• Directions for this task:
Begin with the line that contains "mark the evergreen" and transcribe each line after it, up to and including the last line of the listing below.

• Source material:

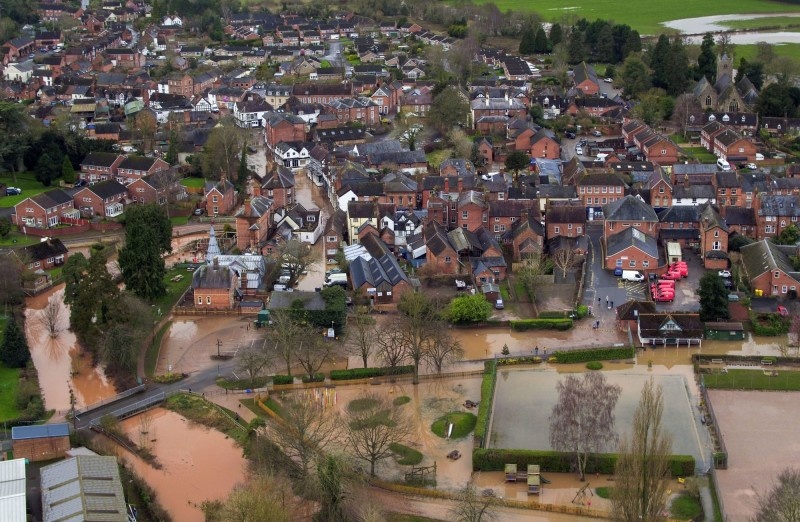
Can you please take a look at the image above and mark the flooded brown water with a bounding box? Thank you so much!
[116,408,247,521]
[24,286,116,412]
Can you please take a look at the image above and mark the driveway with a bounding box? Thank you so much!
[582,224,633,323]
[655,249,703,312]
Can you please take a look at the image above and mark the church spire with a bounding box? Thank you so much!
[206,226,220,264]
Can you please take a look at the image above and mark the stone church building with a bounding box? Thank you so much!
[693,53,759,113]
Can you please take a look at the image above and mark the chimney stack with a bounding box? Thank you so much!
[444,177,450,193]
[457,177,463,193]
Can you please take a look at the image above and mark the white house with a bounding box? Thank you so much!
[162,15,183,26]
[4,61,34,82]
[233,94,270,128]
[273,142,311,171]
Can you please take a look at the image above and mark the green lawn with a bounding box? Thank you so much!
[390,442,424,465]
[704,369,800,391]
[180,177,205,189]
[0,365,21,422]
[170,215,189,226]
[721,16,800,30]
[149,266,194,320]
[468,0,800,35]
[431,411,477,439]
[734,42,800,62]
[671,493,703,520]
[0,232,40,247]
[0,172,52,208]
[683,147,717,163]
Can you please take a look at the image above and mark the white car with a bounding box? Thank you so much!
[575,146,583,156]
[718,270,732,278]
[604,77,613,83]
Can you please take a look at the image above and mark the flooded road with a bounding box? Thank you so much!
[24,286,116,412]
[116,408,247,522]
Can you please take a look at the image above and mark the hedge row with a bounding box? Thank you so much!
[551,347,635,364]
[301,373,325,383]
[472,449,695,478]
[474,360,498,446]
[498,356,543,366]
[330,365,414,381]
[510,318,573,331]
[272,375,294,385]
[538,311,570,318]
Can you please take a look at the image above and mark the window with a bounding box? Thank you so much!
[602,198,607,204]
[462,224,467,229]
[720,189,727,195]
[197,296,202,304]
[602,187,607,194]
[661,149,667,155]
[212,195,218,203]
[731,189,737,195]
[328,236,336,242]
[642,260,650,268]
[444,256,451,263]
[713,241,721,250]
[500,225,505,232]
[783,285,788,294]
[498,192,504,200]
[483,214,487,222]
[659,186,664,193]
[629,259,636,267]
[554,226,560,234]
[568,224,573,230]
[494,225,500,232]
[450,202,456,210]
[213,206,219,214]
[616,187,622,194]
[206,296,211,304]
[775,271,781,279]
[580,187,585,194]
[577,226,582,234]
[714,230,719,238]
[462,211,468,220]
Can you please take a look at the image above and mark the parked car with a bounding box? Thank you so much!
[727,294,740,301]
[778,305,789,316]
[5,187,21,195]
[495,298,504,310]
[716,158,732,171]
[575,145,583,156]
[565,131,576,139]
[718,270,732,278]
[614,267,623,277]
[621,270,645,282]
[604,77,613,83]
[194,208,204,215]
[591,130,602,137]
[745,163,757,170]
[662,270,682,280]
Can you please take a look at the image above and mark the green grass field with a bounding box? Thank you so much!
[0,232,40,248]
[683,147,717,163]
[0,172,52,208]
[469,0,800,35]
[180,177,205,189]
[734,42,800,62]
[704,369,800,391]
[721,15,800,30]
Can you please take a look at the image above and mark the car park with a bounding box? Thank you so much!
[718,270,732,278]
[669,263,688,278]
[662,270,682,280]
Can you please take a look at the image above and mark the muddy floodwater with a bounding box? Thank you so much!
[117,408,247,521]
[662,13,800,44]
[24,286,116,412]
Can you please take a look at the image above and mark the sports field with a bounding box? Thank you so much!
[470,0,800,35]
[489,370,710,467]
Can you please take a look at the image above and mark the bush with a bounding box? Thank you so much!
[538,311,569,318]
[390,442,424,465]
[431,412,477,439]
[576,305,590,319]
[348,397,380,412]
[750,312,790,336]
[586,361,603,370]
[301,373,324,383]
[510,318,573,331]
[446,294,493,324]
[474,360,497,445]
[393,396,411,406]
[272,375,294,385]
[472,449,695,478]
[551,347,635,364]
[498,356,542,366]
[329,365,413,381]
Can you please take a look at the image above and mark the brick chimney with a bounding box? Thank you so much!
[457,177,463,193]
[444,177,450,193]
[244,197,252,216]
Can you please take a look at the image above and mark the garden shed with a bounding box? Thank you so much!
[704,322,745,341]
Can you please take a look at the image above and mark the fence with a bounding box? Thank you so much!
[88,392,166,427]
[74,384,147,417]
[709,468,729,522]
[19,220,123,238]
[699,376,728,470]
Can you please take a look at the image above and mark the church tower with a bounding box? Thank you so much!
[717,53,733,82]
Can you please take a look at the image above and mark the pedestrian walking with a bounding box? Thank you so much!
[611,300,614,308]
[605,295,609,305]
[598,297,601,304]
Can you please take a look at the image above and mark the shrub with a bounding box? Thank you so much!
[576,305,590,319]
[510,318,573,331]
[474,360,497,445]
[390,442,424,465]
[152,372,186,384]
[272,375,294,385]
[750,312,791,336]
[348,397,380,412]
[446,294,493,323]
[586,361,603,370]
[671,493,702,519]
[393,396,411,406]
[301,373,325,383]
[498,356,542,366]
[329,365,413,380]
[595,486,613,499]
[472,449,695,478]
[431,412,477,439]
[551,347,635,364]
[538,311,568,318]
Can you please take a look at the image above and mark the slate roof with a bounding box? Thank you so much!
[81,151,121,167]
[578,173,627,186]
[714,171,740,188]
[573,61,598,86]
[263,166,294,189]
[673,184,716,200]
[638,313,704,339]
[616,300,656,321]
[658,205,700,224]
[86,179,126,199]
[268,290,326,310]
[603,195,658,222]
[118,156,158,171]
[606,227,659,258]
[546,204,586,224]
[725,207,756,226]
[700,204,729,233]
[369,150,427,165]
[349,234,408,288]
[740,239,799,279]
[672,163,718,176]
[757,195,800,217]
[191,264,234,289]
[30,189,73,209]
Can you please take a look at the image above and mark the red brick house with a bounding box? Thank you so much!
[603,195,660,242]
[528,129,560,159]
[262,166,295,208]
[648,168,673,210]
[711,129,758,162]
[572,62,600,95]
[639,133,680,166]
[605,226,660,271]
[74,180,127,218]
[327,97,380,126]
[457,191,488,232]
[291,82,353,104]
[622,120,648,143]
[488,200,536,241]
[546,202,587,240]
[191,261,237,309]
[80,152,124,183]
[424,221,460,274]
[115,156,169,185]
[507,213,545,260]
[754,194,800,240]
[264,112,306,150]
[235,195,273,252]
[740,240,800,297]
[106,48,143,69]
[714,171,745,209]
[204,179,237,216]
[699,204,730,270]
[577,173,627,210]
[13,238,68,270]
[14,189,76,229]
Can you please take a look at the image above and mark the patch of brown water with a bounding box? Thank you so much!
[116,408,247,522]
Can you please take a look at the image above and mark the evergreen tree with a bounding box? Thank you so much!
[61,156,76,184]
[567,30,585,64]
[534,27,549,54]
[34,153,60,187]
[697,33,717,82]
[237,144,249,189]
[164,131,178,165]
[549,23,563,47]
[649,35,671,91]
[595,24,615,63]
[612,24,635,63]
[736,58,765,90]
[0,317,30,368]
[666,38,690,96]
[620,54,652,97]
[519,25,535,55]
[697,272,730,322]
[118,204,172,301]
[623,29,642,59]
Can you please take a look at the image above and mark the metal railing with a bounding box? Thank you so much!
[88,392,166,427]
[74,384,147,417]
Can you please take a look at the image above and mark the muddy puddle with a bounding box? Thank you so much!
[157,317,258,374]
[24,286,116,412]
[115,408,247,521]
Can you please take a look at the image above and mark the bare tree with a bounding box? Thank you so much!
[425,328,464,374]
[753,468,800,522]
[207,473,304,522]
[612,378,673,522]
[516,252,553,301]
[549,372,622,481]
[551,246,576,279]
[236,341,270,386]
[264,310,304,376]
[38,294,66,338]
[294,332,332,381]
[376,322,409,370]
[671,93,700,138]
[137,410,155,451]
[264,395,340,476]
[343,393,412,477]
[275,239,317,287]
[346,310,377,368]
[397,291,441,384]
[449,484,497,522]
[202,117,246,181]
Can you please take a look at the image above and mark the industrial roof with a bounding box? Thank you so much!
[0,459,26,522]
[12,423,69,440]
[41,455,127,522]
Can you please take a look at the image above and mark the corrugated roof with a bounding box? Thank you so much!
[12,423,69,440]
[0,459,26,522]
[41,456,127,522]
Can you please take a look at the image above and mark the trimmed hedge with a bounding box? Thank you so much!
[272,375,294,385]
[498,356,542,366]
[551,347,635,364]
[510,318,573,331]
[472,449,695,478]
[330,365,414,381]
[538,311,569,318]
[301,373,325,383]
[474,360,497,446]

• Response to the exercise:
Can you please take a look at the image above and mark the evergreen tree with a bounding box? Thank you so much!
[61,156,76,184]
[567,30,585,64]
[534,27,549,54]
[34,153,60,187]
[697,33,717,82]
[237,144,249,189]
[164,131,178,165]
[549,23,563,47]
[649,35,671,91]
[595,24,615,63]
[612,24,635,63]
[736,58,765,90]
[0,317,30,368]
[666,38,690,96]
[620,54,652,97]
[519,25,535,55]
[697,272,730,322]
[118,204,172,301]
[623,29,642,59]
Can you please take a look at the image above and mark the metal railing with a bounding box? Thank you so much!
[88,392,166,427]
[74,384,147,417]
Can you please take a look at the image above and mark the muddy puddle with a bounding box? Thank you so much!
[157,317,258,374]
[24,286,116,412]
[115,408,247,521]
Can you please take a look at the image above and mark the bare tree with a bounding box? Thank you so much!
[425,328,464,374]
[753,468,800,522]
[207,473,304,522]
[612,378,673,522]
[516,252,553,301]
[549,372,622,481]
[551,246,576,279]
[236,341,270,386]
[264,310,304,376]
[38,294,66,338]
[294,332,332,381]
[376,322,409,370]
[671,93,700,138]
[137,410,155,451]
[264,395,340,476]
[343,393,412,477]
[275,239,317,287]
[346,310,377,368]
[397,291,441,384]
[449,484,497,522]
[202,117,246,181]
Can you please take a look at the image above and mark the industrial roof with a bounding box? Thank you so much!
[0,459,26,522]
[12,423,69,440]
[41,455,127,522]
Can you please take a look at the image above and mark the corrugated roof with a bounding box? Thank you so much!
[12,423,69,440]
[0,459,26,522]
[41,456,127,522]
Can you please take a look at the image above and mark the trimmed hedge with a bounding box? Thank you so much!
[272,375,294,385]
[498,356,542,366]
[551,347,635,364]
[510,318,573,331]
[472,449,695,478]
[330,365,414,381]
[538,311,569,318]
[301,373,325,383]
[474,360,497,446]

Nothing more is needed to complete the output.